Chief Executive’s Message – Friday 26 November
November 26, 2021
What is “public service?”
I took this from the free dictionary on-line. Other dictionaries are available….
“public service n.
1. Employment within a governmental system, especially within the civil service.
2. A service performed for the benefit of the public, especially by a not for profit organisation.
3. The business of supplying an essential commodity, such as water or electricity, or a service, such as communications or transportation, to the public”
I agreed with Ruth, our Director of Communications, that I would write about what it means to me to have spent an entire working life in public service. This column will also provide the raw material for my Heartbeat column this month. The reason why we both agreed this focus is because public servants are having a difficult, often torrid time at present. Whatever your role in public service, be it nurse, police officer, paramedic, social worker, civil servant or senior manager, we are all faced by similar challenges and a more difficult backdrop to our work than we did as recently as five or ten years ago. 11 years of real terms funding cuts in government departments have led to a deterioration in most of the services we offer. Self-induced workforce crises compound this problem, for example the mass exodus of the invaluable workforce in adult social care. Public expectations continue to rise and these expectations cannot often be met. Public dissatisfaction is leading to an abhorrent rise in violence and aggression towards public servants, the very same people who were applauded as essential workers during the first wave of the pandemic, are now vilified.
So why do we, colleagues at Sandwell & West Birmingham NHS Trust, continue to be public servants? I do hope that most of you joined the service for the same reasons as me and that you will continue to work in public servants for the same reasons. What are those reasons? To explain that, I will need to tell you a brief story:
When I left University in the early 1990’s, graduates like me, with non-vocational qualifications (2nd class degree from Dundee University in Politics and Geography), often took to the “milk round” of interviews to join the graduate management training schemes of a whole variety of companies. I elected to put myself through this because I was spending my post-University time spinning waltzer cars at a fairgrounds and drinking too much. I needed to find a purpose.
One of the interviews I had was with Marks & Spencers. The interview was barely 20 minutes in, when the interview chair said, and I quote: “we are going to stop the interview now, Mr Beeken”. I asked why. He said “because you and I both know, that you don’t want to work for this company do you?”. I paused and then agreed with him. I had realised, subconsciously at that point, that I did not want to spend the rest of my life, selling things that people didn’t need, to help other people than me, make money. I went on to throw everything I had at the NHS management training scheme application process. I got on the scheme, starting my first job at Darlington Memorial Hospital in County Durham. That year was a good vintage. The trainees I joined the NHS with that year include my predecessor at SWBH, Toby; Richard Kirby, CEO of Birmingham Community Trust and Suzie Bailey, Director of OD at the Kings Fund. I’ve never looked back and never wanted to do anything else.
I remain committed to the values and ideals of the NHS and committed to strong public services to support the most disadvantaged in society. I remain firmly of the belief that my main job as Chief Executive, is to create the working conditions for my colleagues that will enable them to release more of their time to care for the most disadvantaged and unwell people in our communities. We all should also be bound together by the unshakeable belief that we have to protect the quality and resilience of the services we provide, because our family, friends and descendants, will need those services. If we don’t continue as public servants, then who?

* **Problem 1**: Reproduce the portion of the Chief Executive's message that begins at the words "1. Employment within" and stops after "for profit organisation.".
* **Problem 2**: In the Chief Executive's message, where did the writer start a first job after getting on the NHS management training scheme?
* **Problem 3**:
Decide whether each statement agrees with the Chief Executive's message. Answer yes or no for each and quote the deciding words.
(a) The writer holds a degree in Politics and Geography from Dundee University.
(b) The Marks & Spencers interview ran for more than an hour before it was stopped.
(c) Ruth is the Director of Communications.

* **Dataset extract**:

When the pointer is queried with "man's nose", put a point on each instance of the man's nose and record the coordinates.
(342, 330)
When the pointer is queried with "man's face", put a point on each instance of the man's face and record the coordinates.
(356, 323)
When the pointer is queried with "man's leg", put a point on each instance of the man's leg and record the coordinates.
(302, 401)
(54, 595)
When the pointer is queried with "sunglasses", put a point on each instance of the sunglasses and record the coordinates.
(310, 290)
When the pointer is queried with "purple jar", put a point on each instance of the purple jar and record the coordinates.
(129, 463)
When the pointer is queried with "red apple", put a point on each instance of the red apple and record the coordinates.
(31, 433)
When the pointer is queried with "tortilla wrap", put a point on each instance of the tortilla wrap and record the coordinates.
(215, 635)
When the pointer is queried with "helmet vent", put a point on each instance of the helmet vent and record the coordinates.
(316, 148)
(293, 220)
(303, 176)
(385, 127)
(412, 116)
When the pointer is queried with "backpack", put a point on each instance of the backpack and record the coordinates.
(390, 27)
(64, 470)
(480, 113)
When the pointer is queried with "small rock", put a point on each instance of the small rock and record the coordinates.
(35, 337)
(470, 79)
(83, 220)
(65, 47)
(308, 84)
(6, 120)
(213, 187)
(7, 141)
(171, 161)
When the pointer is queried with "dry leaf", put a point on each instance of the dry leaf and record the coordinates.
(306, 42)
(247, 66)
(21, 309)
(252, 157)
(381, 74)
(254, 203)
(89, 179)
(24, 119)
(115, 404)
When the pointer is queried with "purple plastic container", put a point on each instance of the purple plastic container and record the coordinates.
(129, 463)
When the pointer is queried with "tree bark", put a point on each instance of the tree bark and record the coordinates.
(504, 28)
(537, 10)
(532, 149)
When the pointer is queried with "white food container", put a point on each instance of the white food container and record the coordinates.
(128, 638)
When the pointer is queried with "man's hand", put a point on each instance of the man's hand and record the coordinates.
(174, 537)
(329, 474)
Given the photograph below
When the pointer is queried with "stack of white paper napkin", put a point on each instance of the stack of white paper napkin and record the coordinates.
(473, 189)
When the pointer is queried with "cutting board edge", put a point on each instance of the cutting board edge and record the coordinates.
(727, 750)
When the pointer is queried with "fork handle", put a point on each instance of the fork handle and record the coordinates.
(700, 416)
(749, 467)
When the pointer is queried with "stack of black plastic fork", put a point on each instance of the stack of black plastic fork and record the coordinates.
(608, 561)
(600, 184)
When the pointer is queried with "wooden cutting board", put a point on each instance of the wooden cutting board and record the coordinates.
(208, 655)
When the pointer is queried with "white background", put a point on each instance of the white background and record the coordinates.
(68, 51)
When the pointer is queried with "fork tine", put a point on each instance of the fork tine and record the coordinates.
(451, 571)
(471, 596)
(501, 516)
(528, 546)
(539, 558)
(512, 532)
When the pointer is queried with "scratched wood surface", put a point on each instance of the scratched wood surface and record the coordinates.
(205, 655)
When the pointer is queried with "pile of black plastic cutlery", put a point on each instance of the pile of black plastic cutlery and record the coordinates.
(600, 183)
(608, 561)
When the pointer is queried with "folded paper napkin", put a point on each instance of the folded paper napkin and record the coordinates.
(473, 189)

* **Written reply 1**:
1. Employment within a governmental system, especially within the civil service.
2. A service performed for the benefit of the public, especially by a not for profit organisation.

* **Written reply 2**: Darlington Memorial Hospital in County Durham.

* **Written reply 3**:
(a) Yes: "2nd class degree from Dundee University in Politics and Geography"
(b) No: "The interview was barely 20 minutes in, when the interview chair said"
(c) Yes: "Ruth, our Director of Communications"